[[ Records for this exercise open ]]

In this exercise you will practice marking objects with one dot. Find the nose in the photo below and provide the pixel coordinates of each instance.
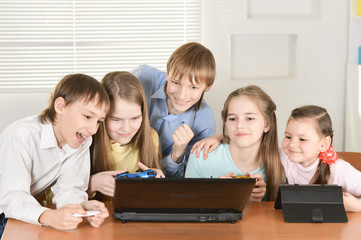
(93, 128)
(239, 123)
(126, 125)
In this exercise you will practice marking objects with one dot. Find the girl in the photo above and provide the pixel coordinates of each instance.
(308, 156)
(130, 141)
(250, 144)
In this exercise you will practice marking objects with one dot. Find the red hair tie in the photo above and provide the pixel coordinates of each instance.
(329, 156)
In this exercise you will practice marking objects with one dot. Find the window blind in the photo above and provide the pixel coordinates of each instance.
(41, 41)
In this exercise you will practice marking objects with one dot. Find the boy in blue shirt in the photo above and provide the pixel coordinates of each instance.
(52, 150)
(175, 102)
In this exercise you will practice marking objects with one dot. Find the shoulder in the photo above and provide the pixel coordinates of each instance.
(24, 127)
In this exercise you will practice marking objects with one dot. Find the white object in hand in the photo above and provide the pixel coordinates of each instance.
(88, 214)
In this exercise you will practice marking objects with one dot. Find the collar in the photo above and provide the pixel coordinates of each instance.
(48, 139)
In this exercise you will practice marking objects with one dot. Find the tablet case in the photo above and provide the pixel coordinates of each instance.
(315, 203)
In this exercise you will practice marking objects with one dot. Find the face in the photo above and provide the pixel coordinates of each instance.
(77, 121)
(183, 94)
(245, 123)
(302, 142)
(124, 121)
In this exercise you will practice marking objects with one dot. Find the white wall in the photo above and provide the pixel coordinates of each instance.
(317, 75)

[[ Records for this exercise closed ]]

Retype the data exactly; images stay out.

In this exercise you will practice marking objects with one dot. Find the nose in the photo below and provide the pixel coordinates of each instance.
(93, 128)
(239, 123)
(126, 125)
In this exercise you will practice marking objects with one dot. Find the girl in the photo above and provide the pixel coordinates of each instance.
(308, 156)
(130, 141)
(250, 144)
In this exercise you will practice marking objects with one dot. Find the red hair tie in the photo above and provide the pixel coordinates of each instance.
(329, 156)
In this exercise you will practice marking objects with one dot. Find the window blind in the photo above and provide the pixel coordinates of each instance.
(41, 41)
In this exercise you will practice marking objects with one dot. Find the boy in blue shirt in the photo above and provide the pixel coordinates of each instance.
(52, 150)
(175, 102)
In this exercise you will practice marking objects with one dot. Find the shoulder in the photo above and provide the pixel coordinates of each instance.
(24, 127)
In this exercise you will practice marking objects with one dot. Find the white object in hand in the photo above and provide the pixel coordinates of each instance.
(88, 214)
In this exercise you will practice marking objects with one dot. Find the collar in the photo above and provide the pixel coordinates of each instance.
(48, 139)
In this exercise you will practice marking objects with one dot. Find the tablet case in the photo above and provide the pixel coordinates of each instance.
(315, 203)
In this exercise you will practice marking objects with one dot. Find the face in the photo above and provide the pixel coordinates of each instance.
(77, 121)
(183, 94)
(245, 123)
(302, 142)
(124, 121)
In this exercise you will practice marking objects with one dot. Find the white wall in the photo above and provide the pixel coordinates of each instance.
(317, 75)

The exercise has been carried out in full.